● EXERCISE DESCRIPTION:
The records follow. Copy them exactly, but omit the pictures.

(Point-per-instance localization data)
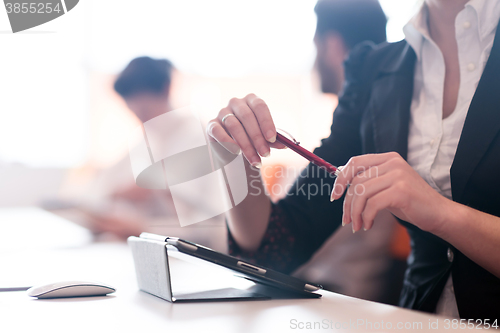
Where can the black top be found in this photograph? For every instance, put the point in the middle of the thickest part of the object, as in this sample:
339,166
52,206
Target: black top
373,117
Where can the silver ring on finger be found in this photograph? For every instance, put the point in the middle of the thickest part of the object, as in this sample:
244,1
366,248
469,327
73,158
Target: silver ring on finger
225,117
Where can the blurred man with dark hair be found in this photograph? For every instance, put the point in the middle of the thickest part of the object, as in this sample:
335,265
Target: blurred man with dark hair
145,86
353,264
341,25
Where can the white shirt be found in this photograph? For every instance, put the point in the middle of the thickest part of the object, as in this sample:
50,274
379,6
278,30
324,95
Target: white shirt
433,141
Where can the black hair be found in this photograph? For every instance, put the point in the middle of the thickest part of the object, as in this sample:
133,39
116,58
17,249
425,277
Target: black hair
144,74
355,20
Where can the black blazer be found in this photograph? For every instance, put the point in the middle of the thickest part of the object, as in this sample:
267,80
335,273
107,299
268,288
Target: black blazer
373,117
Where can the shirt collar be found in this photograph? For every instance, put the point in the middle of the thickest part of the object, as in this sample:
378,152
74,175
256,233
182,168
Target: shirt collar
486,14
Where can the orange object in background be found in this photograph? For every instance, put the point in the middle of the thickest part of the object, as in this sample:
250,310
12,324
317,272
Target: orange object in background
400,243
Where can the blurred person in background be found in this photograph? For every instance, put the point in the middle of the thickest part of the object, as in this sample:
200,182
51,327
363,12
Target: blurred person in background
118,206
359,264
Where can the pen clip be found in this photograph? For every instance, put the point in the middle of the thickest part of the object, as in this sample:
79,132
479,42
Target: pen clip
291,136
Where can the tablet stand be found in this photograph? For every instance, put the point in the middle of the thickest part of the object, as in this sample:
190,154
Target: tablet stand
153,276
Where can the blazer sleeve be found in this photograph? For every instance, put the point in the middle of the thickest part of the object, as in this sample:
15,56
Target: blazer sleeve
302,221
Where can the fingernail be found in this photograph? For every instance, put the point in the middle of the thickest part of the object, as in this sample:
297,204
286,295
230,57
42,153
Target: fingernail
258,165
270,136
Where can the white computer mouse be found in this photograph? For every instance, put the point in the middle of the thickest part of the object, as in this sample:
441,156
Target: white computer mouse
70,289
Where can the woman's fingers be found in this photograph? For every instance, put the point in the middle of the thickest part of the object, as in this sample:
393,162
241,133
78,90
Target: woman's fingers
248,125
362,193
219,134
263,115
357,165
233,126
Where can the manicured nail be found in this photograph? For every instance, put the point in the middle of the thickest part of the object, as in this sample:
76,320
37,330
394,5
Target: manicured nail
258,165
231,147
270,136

● EXERCISE OUTPUT:
Where can the black top be found in this photograph? For every instance, put the point in the middle of the thickest part of the object, as in this sample:
339,166
52,206
Target: black top
373,117
Where can the silver ring on finger be found in this photograph? For every instance, put the point in the middle of the thickest part of the object, as in this sample:
244,1
366,248
469,327
73,158
Target: silver ring on finger
225,117
Where can the blurred man with dark hair be found in this photograph? For every instance, put the point in the middle of the thickest part of the object, as in this sample:
335,265
Target: blurred man with dark hair
145,86
353,264
341,25
Where can the white shirt be found in this photograph? For every instance, put the point in the middle of the thickest part of the object, as in this sample:
50,274
379,6
278,30
324,95
Target: white shirt
433,141
Where can the black hair be found in this photograph? For every instance, put the point in the middle of the thickest part of the object, as in this sample:
133,39
116,58
17,249
425,277
Target: black hair
144,74
355,20
Where can the black blazer be found in this photograph? For every instance, put the point in the middle of the thickest part of the object, as in this sample:
267,80
335,273
107,299
268,288
Target: black blazer
373,117
Where can the shirt collar be found in this photograph? For every instance, put the point in the middle of the thickest part of the object, as in this sample:
378,152
74,175
256,233
182,168
Target: shirt collar
486,14
Where can the orange object in background be found in this photograph? For every instance, put the point in the middle of the thickest part of the object, as in this sample:
250,310
12,324
317,272
Target: orange object in background
400,243
Where can the blurred person in background be found in this photograph? For every instance, put the point in the middle of the thickest part of the object, as in this sample:
200,182
51,327
363,12
Target: blurred person in background
118,206
359,264
Where can the pen clip be found in this photograph? For every instance, put the point in the middle of the thickest part of the object, as in this sample:
79,132
479,42
Target: pen clip
291,136
Where can the tablet stand be found in this photograph? For every instance, put the point in the middle of the thickest part of the object, as in this sample:
190,154
Target: tablet stand
153,276
Where can the blazer sleeve be found in this photograph? For every instance, put the point in the middle of the thickest part of the object, as in this sample:
15,56
Target: blazer sleeve
302,221
Where can the fingernail be found in this photograph? For every instance, put the point in the middle of the thickest part of the object, as in this sample:
297,204
286,295
230,57
42,153
Target: fingernail
258,165
270,136
Where can the white computer mouse be found in this photograph? For every instance, put the point in the middle of the thickest part of the object, as in this sample:
441,156
Target: white computer mouse
70,289
Where can the woman's fingers be found in this photograph? For every instance, put the point in the middle of the thickest part of the object, as in this sample:
393,162
241,133
78,90
Target: woman's fingers
248,125
362,193
219,134
263,115
357,165
233,126
Where can the manicured nail be found in this photograph? For every instance, put the point in the middle of the thickest part of the object, as in this sample:
76,320
37,330
394,5
Target: manicured nail
258,165
231,147
270,136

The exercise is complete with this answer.